Collected data entries
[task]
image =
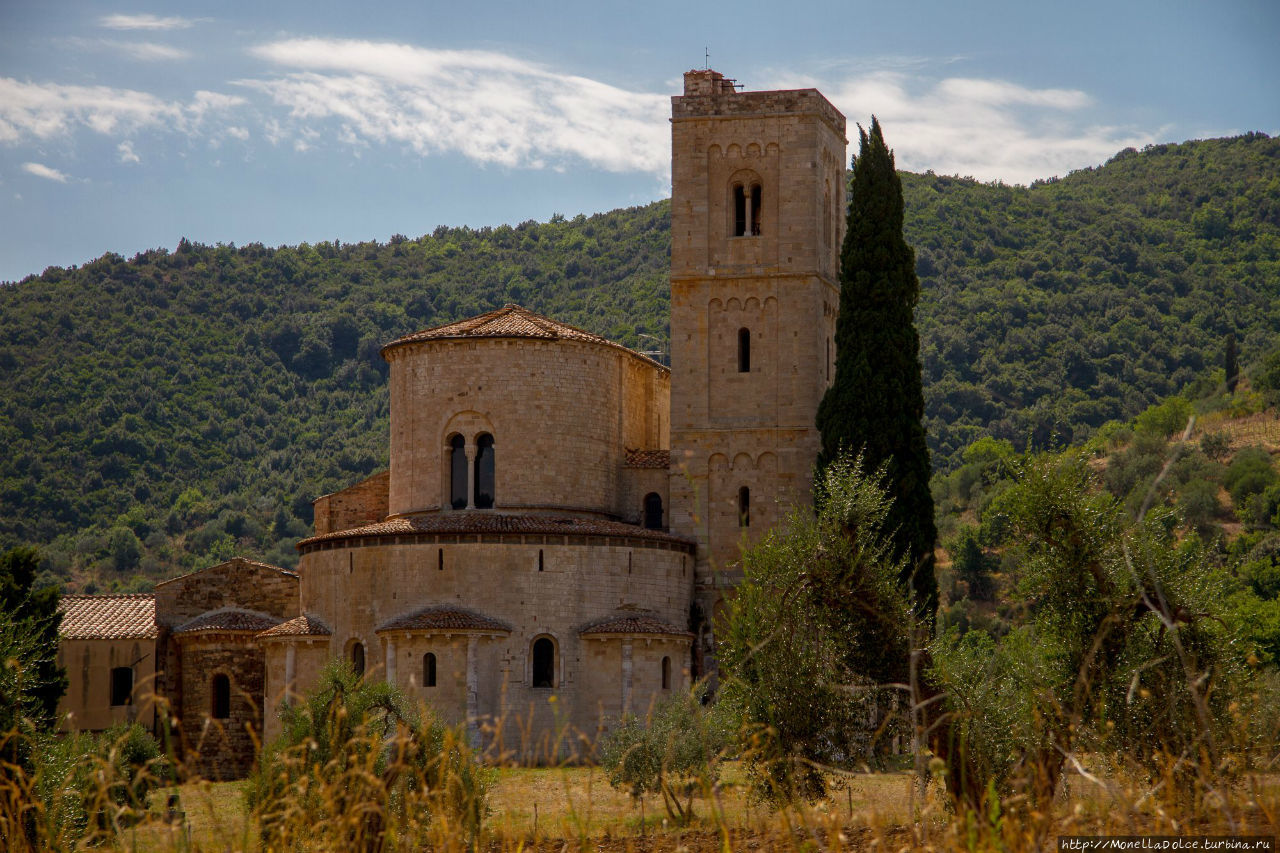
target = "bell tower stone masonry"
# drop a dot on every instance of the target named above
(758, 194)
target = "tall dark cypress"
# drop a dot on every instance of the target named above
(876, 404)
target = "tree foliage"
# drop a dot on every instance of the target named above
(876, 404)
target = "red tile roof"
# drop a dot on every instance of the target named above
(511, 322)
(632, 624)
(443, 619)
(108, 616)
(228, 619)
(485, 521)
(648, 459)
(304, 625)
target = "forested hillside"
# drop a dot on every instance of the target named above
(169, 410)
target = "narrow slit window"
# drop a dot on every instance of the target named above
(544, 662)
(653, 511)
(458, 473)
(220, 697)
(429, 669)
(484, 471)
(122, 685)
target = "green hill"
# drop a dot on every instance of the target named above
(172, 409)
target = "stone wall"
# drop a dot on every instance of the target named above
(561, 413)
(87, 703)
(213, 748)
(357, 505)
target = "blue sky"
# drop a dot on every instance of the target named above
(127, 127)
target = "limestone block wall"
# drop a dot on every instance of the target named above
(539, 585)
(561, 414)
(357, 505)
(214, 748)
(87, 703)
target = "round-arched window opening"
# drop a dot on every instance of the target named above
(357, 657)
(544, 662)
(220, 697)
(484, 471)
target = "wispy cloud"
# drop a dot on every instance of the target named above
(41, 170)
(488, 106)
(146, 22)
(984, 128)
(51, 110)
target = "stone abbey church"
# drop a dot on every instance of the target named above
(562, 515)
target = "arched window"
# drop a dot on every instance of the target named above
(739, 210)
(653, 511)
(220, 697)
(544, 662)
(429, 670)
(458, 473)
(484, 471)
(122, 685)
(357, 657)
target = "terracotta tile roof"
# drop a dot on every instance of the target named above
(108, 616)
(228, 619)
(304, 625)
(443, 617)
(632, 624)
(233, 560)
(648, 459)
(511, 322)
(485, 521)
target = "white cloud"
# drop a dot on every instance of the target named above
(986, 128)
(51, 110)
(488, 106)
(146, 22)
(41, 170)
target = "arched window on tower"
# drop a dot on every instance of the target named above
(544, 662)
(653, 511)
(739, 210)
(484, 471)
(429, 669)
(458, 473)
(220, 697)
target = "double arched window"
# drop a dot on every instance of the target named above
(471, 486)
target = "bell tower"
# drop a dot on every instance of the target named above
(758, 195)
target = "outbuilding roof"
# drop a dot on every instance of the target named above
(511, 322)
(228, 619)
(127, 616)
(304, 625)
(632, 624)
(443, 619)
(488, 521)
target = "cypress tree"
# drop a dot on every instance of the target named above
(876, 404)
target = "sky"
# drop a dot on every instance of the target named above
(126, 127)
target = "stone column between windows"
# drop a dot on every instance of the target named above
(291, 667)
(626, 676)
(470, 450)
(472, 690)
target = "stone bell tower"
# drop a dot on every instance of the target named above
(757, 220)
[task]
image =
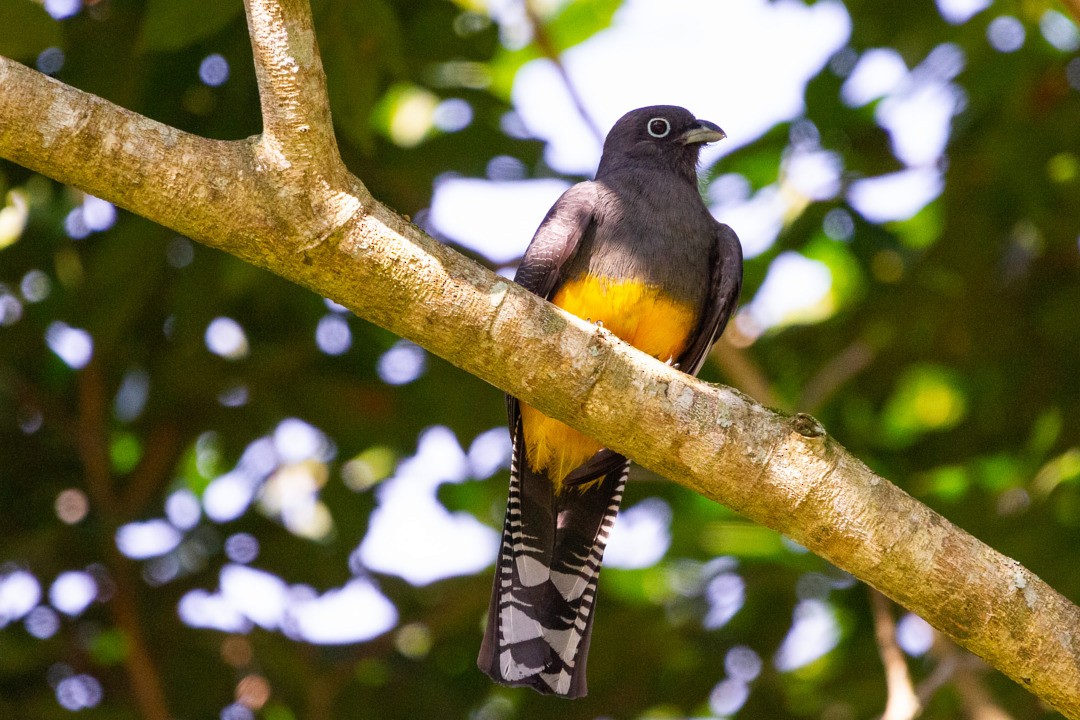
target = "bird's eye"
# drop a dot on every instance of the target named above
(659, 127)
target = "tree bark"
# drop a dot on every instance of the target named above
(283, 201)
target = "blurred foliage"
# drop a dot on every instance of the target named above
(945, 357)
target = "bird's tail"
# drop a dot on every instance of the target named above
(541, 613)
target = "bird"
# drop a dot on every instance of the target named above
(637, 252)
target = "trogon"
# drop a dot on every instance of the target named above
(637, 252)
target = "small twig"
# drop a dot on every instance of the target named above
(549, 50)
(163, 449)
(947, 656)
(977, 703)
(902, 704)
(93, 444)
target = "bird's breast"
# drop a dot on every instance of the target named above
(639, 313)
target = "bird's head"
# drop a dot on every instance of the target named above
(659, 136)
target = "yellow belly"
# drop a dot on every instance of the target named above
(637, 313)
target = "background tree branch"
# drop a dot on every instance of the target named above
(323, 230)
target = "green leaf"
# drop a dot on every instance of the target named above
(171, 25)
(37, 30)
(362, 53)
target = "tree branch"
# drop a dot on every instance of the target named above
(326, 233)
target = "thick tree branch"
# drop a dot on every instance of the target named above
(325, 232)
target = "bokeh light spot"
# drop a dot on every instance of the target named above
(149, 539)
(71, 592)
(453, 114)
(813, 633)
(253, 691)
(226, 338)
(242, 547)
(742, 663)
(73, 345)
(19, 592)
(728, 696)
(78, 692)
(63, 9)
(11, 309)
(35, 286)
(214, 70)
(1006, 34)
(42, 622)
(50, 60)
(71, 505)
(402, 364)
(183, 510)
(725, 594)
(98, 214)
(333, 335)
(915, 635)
==
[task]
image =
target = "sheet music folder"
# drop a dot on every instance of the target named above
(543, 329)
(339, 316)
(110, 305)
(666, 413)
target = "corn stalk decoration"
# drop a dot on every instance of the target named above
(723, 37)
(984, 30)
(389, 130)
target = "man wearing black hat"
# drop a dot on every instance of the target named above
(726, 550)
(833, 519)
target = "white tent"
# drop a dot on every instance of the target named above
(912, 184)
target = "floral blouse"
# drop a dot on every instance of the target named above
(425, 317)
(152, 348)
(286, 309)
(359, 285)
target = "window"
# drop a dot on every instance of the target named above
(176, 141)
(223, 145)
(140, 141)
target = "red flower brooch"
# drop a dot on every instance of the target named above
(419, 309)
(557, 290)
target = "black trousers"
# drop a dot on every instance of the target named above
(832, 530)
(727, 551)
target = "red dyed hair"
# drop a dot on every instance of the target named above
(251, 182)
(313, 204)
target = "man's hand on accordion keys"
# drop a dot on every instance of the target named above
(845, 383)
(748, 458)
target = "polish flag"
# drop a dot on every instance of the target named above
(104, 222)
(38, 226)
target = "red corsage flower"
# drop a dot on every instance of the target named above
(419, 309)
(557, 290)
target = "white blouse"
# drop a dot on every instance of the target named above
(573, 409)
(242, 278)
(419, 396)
--
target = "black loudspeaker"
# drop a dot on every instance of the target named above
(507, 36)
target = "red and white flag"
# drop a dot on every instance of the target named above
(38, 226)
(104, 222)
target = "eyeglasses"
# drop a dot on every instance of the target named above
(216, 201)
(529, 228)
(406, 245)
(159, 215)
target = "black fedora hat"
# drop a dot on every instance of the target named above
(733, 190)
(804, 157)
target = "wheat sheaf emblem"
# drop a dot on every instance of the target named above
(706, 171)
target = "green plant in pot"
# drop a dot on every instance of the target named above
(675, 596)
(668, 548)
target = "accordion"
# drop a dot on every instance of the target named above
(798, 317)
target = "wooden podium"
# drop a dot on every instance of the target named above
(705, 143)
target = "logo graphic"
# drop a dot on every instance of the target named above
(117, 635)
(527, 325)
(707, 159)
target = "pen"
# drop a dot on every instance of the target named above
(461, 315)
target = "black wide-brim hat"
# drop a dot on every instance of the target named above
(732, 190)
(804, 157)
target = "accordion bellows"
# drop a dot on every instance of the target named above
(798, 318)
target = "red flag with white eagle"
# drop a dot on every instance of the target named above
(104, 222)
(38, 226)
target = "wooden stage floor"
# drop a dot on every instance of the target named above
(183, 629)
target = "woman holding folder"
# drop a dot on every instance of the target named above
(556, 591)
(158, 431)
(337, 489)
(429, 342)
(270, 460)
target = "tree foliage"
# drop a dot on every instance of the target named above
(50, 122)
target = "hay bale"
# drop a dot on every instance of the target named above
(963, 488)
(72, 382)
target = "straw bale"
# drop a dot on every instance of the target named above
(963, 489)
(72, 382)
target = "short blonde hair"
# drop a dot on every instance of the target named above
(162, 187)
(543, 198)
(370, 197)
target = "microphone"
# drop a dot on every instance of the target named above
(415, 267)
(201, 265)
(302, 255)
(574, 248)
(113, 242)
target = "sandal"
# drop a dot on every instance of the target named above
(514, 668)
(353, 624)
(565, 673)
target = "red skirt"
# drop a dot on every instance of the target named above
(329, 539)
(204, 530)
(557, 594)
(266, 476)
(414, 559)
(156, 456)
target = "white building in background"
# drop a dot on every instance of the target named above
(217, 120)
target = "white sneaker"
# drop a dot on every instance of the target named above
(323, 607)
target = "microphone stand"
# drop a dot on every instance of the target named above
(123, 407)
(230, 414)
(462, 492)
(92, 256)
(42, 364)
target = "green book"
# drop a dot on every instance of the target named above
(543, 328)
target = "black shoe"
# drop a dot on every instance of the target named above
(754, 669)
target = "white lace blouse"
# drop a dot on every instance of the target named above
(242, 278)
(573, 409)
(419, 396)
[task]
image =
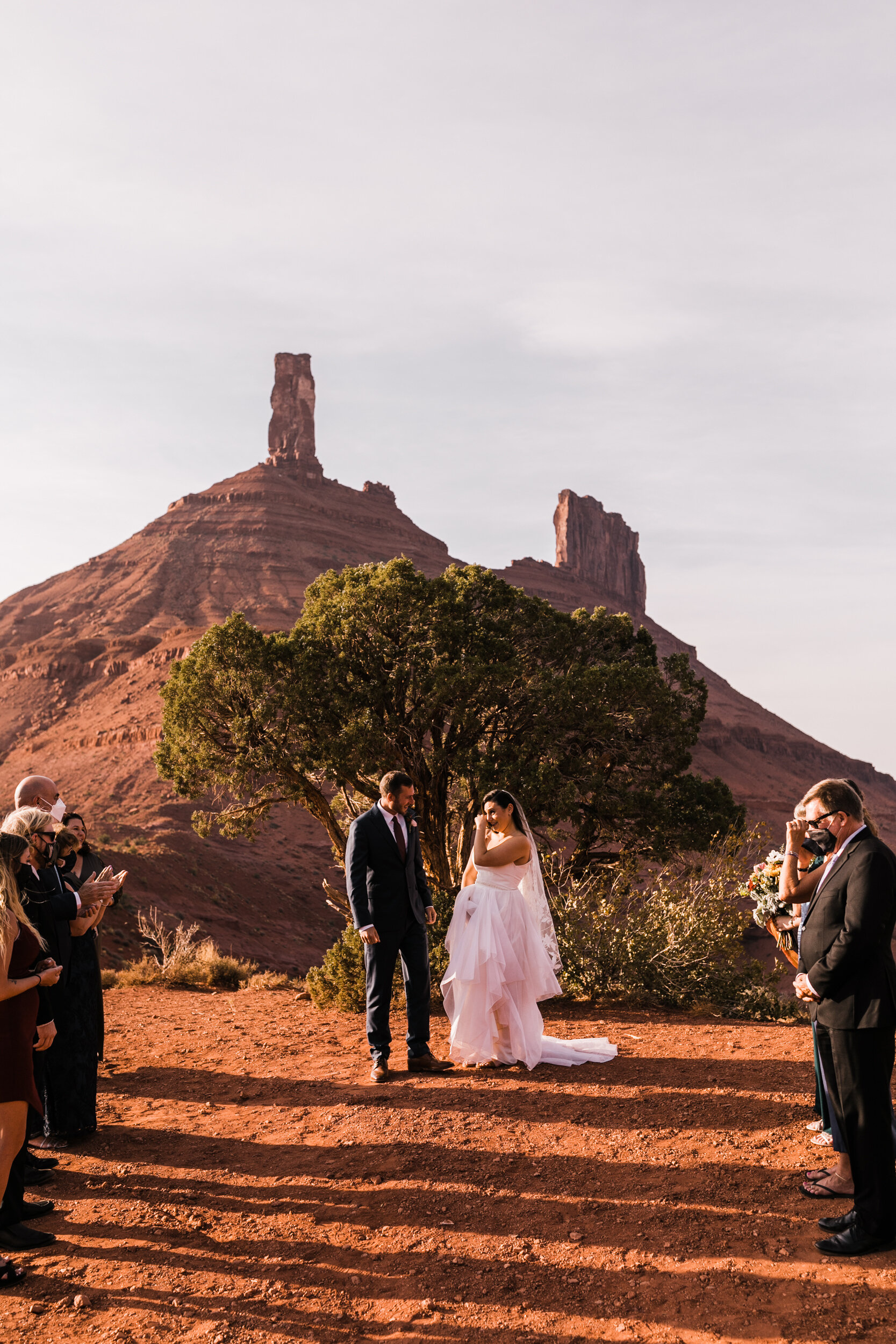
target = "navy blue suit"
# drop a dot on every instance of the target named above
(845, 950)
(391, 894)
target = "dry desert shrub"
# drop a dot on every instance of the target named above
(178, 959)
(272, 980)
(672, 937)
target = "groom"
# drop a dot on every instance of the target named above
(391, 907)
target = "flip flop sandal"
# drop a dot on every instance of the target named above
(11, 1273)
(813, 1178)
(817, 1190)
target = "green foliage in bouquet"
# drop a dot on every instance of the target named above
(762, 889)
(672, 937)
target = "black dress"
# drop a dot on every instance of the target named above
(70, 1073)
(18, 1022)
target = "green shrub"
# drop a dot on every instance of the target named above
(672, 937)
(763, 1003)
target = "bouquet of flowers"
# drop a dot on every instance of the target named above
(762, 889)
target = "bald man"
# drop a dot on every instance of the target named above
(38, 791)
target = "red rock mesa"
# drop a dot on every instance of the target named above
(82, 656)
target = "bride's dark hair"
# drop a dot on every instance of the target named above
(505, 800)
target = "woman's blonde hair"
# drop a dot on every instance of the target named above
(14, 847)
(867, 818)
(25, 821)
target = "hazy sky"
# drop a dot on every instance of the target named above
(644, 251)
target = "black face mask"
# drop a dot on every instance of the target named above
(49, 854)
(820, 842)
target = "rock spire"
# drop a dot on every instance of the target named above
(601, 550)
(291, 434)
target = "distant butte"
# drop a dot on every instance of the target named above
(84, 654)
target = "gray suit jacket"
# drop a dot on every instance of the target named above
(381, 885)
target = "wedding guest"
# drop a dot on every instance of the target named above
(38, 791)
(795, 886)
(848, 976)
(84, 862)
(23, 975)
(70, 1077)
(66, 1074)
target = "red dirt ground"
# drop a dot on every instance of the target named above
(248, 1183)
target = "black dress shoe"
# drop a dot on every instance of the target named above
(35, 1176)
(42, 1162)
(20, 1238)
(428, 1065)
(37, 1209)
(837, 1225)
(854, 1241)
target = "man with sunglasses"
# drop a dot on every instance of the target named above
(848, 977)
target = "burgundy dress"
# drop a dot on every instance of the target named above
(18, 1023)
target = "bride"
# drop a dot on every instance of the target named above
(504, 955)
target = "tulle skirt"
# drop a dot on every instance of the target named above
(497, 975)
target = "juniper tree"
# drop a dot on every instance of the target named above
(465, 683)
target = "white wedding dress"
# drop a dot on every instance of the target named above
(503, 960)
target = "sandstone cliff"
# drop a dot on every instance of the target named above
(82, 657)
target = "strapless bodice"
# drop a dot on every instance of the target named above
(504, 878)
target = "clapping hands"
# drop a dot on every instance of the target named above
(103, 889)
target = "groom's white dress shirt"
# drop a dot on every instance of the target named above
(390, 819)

Activity:
Please return each line of the data above in which the word "shoe" occurs.

Expected output:
target = "black shoe"
target = "black dress shoe"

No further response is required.